Skip to main content

Troubleshooting Methods

Read this chapter to learn how to troubleshoot JuiceFS CSI Driver, to continue, you should already be familiar with the JuiceFS CSI Architecture, i.e. have a basic understanding of the roles of each CSI Driver component.

Diagnostic script

It is recommended to use the diagnostic script csi-doctor.sh to collect logs and related information, without this script, you'll have to manually execute a series of commands (introduced in other sections in this chapter) to obtain information.

To install this script, choose any node in the cluster that can execute kubectl, run:

wget https://raw.githubusercontent.com/juicedata/juicefs-csi-driver/master/scripts/csi-doctor.sh
chmod a+x csi-doctor.sh

If kubectl is renamed in your environment (folks use this method to manage multiple Kubernetes clusters), or put elsewhere other than PATH, you can easily match this by editing the script, and change the $kbctl variable:

# Faced with two different clusters, their corresponding kubectl aliased to kubectl_1 / kubectl_2
KBCTL=kubectl_1 ./csi-doctor.sh debug my-app-pod -n default
KBCTL=kubectl_2 ./csi-doctor.sh debug my-app-pod -n default

A commonly used feature is obtaining mount pod information. Assuming application pod being my-app-pod in namespace default, to obtain the mount pod that accompanies the application pod:

# Get mount pod for specified application pod
$ ./csi-doctor.sh get-mount my-app-pod
kube-system juicefs-ubuntu-node-2-pvc-b94bd312-f5f7-4f46-afdb-2d1bc20371b5-whrrym

# Get all application pods that's sharing the specified mount pod
$ ./csi-doctor.sh get-app juicefs-ubuntu-node-2-pvc-b94bd312-f5f7-4f46-afdb-2d1bc20371b5-whrrym
default my-app-pod

Once you become familiar with "Basic principles for troubleshooting", there's a handy csi-doctor.sh debug command that can quickly print important information like components' version and logs. You can easily find troubleshooting clues within the command output:

./csi-doctor.sh debug my-app-pod -n default

Run above command and thoroughly check its output, try to debug using the troubleshooting principles introduced below. Also, this command consciously controls output sizes so that you can easily copy the content and send to our open source community or Juicedata team.

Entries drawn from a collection
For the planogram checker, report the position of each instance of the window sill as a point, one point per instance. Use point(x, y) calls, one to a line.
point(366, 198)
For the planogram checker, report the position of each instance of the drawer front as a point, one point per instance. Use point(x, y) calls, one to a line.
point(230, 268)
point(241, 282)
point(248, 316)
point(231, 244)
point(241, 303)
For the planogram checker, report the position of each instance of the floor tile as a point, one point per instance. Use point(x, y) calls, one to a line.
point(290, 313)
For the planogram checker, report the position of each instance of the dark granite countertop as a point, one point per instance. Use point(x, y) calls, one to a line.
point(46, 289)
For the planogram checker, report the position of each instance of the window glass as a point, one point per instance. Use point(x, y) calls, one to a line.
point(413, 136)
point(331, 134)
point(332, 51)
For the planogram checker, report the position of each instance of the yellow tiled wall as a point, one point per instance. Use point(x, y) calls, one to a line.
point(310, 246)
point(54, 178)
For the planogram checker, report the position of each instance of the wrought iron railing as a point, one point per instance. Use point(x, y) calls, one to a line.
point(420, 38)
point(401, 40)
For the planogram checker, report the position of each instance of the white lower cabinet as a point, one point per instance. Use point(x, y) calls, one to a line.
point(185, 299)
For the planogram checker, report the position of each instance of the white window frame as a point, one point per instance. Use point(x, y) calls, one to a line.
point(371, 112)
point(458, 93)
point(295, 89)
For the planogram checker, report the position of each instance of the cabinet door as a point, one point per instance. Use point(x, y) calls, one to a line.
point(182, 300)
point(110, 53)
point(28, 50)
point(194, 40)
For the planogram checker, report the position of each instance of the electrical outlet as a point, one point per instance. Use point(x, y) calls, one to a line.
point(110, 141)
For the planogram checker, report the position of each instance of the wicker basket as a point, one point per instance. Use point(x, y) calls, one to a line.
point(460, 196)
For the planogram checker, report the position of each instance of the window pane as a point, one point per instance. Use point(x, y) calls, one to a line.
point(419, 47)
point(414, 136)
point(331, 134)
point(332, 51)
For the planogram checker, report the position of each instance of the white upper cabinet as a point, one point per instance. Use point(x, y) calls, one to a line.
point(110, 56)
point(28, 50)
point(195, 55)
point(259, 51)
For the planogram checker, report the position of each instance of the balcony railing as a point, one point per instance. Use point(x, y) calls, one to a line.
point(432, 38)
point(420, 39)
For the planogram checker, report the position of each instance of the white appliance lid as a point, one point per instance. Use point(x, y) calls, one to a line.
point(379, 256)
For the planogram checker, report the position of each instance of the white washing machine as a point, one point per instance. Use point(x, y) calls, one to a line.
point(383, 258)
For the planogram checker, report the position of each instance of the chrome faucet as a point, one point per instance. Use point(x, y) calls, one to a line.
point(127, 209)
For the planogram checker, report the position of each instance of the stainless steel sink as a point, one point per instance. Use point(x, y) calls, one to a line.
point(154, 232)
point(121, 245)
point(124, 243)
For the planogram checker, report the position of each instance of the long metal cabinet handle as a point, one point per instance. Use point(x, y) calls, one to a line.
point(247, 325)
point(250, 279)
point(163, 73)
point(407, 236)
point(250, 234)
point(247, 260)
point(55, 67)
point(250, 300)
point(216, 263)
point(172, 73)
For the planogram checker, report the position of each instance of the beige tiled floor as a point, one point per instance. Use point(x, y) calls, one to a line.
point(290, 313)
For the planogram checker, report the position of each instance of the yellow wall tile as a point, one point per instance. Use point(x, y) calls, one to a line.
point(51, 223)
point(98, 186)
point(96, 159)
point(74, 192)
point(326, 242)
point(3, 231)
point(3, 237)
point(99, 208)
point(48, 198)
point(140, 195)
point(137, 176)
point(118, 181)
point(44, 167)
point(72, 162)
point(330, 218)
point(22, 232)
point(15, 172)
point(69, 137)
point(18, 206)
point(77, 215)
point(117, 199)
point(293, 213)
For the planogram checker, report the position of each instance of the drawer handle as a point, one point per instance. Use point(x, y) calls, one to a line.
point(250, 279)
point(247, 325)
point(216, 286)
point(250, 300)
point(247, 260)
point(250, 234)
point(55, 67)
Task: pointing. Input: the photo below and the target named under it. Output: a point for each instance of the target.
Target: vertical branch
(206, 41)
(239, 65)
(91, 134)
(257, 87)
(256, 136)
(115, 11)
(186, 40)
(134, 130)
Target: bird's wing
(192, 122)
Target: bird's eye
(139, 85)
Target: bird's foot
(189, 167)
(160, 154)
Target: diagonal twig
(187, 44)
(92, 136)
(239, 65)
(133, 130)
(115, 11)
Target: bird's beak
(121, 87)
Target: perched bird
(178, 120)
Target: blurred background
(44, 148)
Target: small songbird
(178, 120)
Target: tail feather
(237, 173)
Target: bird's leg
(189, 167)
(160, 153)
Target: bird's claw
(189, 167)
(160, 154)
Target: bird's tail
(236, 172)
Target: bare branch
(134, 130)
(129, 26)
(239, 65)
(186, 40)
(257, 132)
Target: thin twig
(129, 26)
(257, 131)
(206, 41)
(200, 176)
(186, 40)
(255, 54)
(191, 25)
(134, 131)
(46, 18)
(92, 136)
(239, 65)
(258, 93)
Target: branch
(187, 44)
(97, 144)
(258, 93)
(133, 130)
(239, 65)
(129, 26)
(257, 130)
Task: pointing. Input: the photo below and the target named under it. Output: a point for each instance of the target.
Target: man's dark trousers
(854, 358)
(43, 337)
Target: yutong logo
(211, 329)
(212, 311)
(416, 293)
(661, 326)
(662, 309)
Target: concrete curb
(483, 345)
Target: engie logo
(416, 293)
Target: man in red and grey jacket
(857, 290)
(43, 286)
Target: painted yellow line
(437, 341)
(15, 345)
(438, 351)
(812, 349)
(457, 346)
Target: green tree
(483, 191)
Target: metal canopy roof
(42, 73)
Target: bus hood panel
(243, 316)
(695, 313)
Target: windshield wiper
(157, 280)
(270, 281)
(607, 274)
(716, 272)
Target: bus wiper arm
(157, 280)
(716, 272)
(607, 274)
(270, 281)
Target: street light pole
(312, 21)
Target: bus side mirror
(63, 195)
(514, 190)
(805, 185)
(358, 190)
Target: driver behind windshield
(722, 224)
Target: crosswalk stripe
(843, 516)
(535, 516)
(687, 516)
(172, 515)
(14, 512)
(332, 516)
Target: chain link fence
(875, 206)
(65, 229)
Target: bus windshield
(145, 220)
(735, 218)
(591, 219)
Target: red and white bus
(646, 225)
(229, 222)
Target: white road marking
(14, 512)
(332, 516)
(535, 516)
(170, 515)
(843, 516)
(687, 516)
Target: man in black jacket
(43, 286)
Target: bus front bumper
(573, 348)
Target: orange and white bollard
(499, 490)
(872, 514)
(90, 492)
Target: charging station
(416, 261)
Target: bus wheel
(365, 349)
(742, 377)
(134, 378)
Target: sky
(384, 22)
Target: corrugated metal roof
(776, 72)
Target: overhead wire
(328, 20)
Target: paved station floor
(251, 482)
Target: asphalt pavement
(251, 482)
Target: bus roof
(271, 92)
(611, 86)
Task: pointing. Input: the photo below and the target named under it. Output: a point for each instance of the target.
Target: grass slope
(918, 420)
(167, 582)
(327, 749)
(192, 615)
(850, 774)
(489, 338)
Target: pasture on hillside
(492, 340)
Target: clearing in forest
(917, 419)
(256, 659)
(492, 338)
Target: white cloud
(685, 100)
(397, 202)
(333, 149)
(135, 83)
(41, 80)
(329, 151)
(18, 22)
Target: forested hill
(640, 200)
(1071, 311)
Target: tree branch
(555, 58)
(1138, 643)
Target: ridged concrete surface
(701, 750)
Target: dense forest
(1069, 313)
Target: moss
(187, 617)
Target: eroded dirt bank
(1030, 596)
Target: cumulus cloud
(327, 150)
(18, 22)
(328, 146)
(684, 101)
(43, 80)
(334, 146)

What needs to be done —
Quote the JuiceFS CSI Driver troubleshooting text above word for word, beginning at the words "Read this chapter" and stopping after "CSI Driver component.".

Solution to this problem —
Read this chapter to learn how to troubleshoot JuiceFS CSI Driver, to continue, you should already be familiar with the JuiceFS CSI Architecture, i.e. have a basic understanding of the roles of each CSI Driver component.